PASSAGE TO READ -
Monitoring ML Models in Production
Modern ML systems rarely fail spectacularly. They fail silently. Performance degrades, data distribution drifts, latency creeps up, and by the time someone notices, you are debugging a production incident with very little visibility.
This post is a practical guide to monitoring ML models in production, covering concrete patterns for classic tabular models, RAG pipelines, and privacy-sensitive NLP.
What makes ML monitoring different
Traditional application monitoring cares about availability, latency, error rates, and resource usage. ML systems need all of that, plus one critical dimension: quality of predictions over time.
Three properties make ML monitoring harder than standard application monitoring:
- Data dependence - Model performance depends on input data distributions, which change over time.
- Delayed ground truth - Labels often arrive late, or never at all (e.g. RAG answers in a chatbot).
- Non-determinism - With LLMs and RAG systems especially, the same input may produce different outputs.
The core pillars of ML monitoring
I structure ML monitoring around five pillars:
- Operational health
- Data quality
- Drift detection
- Prediction quality
- User feedback & business impact
You will rarely have all five from day one. But you want to design your system so you can iteratively add them.
1. Operational health: metrics every model needs
Operational monitoring is the easiest to start with and integrates well with standard tooling like Prometheus, Grafana, Datadog or OpenTelemetry.

(Natural-language descriptions of regions)

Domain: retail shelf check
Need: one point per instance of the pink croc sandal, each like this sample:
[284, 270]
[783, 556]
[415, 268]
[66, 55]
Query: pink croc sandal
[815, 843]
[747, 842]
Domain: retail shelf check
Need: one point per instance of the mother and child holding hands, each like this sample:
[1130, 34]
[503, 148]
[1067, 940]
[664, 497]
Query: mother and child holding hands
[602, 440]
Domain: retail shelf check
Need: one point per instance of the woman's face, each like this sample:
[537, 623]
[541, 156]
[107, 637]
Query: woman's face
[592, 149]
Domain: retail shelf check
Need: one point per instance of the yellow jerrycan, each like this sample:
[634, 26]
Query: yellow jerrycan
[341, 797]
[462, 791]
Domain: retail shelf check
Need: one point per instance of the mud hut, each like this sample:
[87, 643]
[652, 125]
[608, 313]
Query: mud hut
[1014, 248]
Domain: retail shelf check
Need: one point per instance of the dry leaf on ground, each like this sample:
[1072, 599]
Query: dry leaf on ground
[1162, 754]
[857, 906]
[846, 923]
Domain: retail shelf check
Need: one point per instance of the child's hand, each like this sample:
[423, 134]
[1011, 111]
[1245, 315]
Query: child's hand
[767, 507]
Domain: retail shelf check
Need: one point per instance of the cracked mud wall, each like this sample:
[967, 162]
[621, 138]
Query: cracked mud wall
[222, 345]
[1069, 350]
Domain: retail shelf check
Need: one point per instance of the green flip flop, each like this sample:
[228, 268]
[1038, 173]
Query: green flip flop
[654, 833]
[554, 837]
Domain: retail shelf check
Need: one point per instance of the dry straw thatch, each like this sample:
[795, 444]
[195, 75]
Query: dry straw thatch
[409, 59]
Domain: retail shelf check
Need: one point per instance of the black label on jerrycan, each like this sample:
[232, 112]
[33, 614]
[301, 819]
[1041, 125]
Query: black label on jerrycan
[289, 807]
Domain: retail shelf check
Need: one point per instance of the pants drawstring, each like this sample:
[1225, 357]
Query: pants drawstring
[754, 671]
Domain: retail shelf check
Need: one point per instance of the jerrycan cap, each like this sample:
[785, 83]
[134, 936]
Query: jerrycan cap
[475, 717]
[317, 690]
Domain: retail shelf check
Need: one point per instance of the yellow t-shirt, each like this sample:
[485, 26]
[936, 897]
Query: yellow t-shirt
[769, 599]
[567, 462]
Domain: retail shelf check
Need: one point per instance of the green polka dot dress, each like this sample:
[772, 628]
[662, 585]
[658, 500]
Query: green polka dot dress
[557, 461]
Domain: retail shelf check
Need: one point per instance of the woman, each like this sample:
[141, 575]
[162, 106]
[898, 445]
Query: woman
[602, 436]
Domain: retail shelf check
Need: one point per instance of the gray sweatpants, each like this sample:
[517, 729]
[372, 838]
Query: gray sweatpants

TASK LIST -
a: Answer these questions from the post on monitoring ML models in production:
(i) Beyond what traditional application monitoring covers, what one critical dimension do ML systems need?
(ii) What example does the post give of labels that may never arrive?
(iii) Which pillar does the post call the easiest to start with?
b: Carry on the post about monitoring ML models in production, starting right after its last sentence.

RESPONSES BY TASK -
a:
(i) Quality of predictions over time.
(ii) RAG answers in a chatbot.
(iii) Operational health.

b:
At a minimum, you want:
- Request rate (QPS / RPS)
- Latency percentiles (p50, p90, p99)
- Error rates (4xx, 5xx, model errors)
- Resource usage (CPU, GPU, memory)
If you already have basic HTTP metrics from a FastAPI + Docker deployment, extending them to ML-specific endpoints is straightforward.
Example: FastAPI + Prometheus metrics
from fastapi import FastAPI, HTTPException
from prometheus_client import Counter, Histogram, generate_latest
import time
app = FastAPI()
REQUEST_COUNT = Counter(
"ml_inference_requests_total",
"Total number of inference requests",
["model_name", "status"]
)
REQUEST_LATENCY = Histogram(
"ml_inference_latency_seconds",
"Inference latency in seconds",
["model_name"]
)
MODEL_NAME = "credit_risk_v1"
@app.get("/metrics")
async def metrics():
return generate_latest()
@app.post("/predict")
async def predict(payload: dict):
start_time = time.time()
try:
# parse input, run model, etc
prediction = run_model(payload)
REQUEST_COUNT.labels(model_name=MODEL_NAME, status="success").inc()
return {"prediction": prediction}
except Exception as e:
REQUEST_COUNT.labels(model_name=MODEL_NAME, status="error").inc()
raise HTTPException(status_code=500, detail=str(e))
finally:
elapsed = time.time() - start_time
REQUEST_LATENCY.labels(model_name=MODEL_NAME).observe(elapsed)
You can extend this pattern to log model time vs embedding time in RAG systems or GPU vs CPU processing.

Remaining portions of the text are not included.